**What you will do:** Across the entries below, how many lines contain the string "window"? Only the number is wanted.

*** Opening of Source material ***

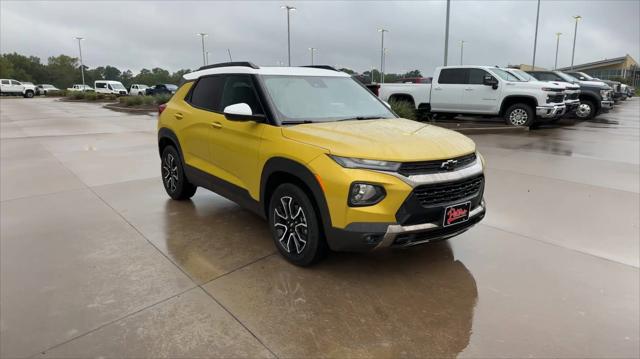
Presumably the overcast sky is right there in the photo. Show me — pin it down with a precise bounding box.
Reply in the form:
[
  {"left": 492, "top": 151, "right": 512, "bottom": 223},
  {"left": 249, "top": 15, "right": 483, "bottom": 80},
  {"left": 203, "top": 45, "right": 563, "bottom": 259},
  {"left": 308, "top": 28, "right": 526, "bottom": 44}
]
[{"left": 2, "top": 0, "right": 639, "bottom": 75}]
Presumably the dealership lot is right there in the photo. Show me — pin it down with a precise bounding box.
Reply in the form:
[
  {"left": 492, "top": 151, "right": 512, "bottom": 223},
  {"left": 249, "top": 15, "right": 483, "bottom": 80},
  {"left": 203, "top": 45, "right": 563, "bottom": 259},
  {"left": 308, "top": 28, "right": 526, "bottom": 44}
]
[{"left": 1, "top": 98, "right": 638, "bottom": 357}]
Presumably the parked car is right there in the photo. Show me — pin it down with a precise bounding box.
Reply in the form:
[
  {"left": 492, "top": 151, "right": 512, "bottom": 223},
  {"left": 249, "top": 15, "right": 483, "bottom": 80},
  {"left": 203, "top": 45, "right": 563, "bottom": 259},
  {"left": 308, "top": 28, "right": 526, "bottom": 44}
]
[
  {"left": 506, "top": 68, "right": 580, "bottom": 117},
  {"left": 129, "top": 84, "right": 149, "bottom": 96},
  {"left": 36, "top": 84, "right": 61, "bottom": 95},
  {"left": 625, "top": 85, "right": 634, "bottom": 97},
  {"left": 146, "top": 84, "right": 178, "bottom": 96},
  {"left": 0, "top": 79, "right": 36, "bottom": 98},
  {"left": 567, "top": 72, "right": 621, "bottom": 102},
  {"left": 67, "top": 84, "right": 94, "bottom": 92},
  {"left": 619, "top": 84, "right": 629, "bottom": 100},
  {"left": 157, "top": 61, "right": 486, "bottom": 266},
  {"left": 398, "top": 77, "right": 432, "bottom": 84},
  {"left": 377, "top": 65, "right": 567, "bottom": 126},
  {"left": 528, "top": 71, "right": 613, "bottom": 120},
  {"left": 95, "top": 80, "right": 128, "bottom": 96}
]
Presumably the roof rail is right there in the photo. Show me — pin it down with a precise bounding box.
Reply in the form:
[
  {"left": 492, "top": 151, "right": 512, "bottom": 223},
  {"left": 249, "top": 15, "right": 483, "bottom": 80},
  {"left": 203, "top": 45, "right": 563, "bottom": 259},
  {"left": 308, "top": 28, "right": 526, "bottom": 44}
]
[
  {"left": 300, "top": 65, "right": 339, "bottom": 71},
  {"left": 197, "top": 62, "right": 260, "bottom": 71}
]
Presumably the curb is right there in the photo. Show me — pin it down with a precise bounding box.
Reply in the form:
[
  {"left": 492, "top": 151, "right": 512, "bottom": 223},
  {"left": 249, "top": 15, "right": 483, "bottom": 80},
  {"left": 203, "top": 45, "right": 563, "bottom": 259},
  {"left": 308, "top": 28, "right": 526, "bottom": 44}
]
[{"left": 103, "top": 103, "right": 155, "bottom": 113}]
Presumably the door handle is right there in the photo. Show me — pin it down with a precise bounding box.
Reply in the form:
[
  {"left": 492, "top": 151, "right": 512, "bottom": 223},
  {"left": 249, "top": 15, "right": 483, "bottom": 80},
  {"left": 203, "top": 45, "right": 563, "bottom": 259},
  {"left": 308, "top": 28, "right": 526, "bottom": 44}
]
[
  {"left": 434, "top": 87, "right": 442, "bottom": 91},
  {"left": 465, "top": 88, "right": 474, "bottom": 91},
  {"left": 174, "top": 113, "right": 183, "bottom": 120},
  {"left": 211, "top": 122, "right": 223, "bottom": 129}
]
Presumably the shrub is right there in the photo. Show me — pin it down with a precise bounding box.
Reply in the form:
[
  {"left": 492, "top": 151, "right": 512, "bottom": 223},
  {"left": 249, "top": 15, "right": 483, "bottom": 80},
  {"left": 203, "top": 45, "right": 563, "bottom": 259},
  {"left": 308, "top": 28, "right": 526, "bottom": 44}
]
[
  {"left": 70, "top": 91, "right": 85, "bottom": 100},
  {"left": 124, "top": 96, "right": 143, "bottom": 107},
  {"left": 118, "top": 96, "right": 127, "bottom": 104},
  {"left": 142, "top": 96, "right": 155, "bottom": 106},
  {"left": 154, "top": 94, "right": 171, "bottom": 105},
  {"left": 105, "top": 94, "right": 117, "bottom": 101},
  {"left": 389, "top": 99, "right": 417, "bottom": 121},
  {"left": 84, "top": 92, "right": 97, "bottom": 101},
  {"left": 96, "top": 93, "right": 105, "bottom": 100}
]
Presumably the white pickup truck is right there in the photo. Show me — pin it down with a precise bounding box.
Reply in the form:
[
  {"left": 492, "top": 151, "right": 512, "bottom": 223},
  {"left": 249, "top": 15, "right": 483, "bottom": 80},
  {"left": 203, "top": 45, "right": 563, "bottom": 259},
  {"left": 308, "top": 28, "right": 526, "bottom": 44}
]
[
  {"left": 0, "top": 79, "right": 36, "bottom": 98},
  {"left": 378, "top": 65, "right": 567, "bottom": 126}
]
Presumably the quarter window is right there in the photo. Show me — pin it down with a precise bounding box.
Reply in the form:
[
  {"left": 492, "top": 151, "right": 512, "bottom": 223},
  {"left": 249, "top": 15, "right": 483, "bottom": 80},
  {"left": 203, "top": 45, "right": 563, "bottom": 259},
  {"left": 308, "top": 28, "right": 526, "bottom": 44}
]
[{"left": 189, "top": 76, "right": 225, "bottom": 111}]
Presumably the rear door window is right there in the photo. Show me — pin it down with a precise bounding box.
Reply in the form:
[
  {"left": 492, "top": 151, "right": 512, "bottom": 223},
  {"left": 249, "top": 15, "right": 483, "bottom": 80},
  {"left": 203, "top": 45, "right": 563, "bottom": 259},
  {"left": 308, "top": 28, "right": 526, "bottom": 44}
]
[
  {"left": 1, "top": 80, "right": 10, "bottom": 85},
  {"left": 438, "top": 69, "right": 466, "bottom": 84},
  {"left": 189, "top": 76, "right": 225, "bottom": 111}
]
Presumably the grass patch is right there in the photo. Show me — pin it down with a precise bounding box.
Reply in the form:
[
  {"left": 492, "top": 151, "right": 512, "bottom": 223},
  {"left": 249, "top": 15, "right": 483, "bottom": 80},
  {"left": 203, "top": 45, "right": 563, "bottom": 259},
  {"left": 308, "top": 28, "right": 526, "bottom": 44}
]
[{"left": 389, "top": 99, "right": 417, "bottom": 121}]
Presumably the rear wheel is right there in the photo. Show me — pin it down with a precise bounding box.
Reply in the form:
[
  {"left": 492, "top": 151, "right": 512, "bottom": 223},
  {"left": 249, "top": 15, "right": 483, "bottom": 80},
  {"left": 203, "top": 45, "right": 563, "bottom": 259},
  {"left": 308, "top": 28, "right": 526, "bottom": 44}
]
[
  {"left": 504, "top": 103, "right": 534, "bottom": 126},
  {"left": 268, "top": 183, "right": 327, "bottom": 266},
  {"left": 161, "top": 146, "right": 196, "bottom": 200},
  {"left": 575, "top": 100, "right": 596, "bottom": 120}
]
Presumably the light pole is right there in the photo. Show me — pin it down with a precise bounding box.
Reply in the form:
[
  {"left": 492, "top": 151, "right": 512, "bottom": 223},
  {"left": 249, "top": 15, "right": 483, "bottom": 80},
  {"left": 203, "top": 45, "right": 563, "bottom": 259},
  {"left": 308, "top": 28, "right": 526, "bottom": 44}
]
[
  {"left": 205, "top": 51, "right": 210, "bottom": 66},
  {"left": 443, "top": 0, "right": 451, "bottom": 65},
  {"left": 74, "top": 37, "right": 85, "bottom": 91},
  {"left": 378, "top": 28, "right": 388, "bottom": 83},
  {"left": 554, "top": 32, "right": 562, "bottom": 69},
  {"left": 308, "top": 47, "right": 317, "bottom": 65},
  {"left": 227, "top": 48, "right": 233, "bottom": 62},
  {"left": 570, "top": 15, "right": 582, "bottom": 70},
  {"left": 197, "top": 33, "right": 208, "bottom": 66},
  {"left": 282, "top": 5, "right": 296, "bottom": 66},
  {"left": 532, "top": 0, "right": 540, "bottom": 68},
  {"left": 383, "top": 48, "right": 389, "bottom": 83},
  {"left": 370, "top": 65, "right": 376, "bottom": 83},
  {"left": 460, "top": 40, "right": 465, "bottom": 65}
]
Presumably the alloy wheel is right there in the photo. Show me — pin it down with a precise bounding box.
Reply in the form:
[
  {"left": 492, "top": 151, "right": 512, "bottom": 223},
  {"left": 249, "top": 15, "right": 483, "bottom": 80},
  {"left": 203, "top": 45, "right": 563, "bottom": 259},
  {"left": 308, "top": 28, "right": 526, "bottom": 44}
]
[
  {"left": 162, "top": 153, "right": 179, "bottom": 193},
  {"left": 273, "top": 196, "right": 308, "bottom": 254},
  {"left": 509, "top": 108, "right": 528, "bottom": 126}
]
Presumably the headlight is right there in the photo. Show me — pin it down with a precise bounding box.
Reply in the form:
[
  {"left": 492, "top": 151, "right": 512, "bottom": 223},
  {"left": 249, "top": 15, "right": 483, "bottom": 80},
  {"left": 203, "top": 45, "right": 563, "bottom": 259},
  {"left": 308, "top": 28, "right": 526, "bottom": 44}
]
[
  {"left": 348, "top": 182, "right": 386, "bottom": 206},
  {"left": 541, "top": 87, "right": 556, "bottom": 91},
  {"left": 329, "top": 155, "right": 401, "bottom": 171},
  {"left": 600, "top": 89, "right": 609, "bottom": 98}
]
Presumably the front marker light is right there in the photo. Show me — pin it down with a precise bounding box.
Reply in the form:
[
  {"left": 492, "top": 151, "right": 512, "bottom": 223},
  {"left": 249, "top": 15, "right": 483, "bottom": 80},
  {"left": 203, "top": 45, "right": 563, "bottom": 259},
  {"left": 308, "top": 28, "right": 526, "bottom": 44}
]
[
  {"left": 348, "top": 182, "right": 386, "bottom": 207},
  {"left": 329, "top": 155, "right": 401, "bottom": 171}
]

*** Close of Source material ***
*** Opening of Source material ***

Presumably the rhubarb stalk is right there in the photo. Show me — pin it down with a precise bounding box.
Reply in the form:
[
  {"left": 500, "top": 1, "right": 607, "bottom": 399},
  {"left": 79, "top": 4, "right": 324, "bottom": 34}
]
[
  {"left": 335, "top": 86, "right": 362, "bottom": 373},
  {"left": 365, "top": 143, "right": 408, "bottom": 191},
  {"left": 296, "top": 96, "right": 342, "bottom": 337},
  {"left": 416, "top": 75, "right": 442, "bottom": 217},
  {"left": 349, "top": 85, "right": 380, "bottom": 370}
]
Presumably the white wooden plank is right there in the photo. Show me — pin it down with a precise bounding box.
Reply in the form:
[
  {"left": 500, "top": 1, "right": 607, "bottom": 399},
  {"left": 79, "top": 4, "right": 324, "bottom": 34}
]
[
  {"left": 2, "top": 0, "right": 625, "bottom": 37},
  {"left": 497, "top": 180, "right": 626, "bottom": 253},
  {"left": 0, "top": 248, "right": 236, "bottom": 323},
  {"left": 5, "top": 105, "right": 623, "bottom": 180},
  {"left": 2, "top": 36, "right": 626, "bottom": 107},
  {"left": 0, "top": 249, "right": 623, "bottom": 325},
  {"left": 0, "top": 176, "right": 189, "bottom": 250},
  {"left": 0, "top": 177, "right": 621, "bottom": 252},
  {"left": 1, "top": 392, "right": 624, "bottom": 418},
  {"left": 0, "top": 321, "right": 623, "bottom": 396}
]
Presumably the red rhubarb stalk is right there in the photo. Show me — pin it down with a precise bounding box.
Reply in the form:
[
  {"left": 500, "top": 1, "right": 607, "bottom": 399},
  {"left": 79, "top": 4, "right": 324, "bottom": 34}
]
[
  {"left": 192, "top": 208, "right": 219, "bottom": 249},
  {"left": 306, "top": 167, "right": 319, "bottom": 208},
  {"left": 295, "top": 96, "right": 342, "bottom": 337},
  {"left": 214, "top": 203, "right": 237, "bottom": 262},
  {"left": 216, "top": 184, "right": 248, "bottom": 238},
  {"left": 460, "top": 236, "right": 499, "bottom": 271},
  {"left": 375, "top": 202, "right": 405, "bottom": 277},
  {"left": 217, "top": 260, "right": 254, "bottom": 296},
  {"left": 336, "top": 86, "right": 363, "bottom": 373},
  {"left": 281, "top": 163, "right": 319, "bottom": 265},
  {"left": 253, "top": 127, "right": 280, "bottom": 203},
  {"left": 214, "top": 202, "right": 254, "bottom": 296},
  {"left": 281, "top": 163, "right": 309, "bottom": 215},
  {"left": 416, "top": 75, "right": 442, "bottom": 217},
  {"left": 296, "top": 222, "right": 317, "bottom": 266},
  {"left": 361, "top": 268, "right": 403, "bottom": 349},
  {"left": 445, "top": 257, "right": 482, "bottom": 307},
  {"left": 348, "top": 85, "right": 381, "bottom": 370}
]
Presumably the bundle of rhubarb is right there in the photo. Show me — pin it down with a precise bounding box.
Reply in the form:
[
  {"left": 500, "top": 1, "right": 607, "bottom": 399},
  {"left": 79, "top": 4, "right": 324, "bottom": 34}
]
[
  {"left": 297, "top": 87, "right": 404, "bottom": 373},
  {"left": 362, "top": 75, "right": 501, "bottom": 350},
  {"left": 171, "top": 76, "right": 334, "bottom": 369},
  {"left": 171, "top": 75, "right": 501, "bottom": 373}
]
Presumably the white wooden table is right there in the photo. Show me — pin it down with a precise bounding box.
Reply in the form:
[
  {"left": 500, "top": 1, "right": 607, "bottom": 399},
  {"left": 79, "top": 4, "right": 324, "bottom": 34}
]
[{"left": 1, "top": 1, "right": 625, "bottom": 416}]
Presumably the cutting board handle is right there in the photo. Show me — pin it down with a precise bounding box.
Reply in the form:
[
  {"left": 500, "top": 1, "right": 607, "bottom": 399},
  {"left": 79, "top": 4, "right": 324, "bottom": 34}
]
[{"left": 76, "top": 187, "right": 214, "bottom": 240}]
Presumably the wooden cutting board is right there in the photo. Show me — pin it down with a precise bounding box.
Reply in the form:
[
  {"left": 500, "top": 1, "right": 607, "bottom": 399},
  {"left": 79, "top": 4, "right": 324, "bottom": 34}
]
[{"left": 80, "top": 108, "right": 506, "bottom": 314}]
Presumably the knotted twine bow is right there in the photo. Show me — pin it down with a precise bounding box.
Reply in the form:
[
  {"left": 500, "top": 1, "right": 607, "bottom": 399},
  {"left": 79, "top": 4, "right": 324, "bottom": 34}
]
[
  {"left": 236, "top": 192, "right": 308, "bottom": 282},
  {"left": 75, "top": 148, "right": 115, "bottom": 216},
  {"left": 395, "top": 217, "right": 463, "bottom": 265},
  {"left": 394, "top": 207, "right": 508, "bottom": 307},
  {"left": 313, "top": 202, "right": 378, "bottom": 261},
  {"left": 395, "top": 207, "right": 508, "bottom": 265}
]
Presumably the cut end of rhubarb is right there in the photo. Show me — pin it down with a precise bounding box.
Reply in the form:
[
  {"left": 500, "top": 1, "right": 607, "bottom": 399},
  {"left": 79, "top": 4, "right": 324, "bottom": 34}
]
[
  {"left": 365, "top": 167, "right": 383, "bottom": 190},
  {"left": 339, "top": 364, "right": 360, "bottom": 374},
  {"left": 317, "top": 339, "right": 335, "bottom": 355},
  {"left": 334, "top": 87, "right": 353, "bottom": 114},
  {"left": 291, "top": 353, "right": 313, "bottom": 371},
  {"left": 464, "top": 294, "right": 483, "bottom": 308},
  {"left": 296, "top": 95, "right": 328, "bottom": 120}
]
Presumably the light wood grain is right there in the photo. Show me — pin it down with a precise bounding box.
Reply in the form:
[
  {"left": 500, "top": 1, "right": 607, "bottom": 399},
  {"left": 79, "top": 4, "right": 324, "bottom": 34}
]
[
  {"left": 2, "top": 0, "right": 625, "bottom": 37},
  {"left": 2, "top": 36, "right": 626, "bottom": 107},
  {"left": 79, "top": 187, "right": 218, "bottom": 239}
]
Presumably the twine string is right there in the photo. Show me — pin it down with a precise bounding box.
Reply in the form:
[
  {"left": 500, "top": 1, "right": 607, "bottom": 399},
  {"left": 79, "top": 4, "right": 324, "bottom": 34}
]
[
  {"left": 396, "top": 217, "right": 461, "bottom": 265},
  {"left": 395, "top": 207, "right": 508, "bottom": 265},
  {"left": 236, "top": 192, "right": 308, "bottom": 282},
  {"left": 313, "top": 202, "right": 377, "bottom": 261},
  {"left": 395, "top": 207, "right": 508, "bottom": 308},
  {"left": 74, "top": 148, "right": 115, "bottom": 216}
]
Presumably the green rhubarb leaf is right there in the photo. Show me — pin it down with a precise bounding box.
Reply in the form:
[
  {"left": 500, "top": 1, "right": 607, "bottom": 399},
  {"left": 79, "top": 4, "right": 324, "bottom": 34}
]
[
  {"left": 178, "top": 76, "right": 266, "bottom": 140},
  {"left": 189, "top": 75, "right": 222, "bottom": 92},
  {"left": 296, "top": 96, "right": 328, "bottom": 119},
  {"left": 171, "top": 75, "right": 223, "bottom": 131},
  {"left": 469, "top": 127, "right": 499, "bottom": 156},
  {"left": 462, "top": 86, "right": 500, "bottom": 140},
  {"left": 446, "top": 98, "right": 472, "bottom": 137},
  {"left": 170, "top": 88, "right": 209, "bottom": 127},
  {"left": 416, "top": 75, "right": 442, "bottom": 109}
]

*** Close of Source material ***

**Output:** 2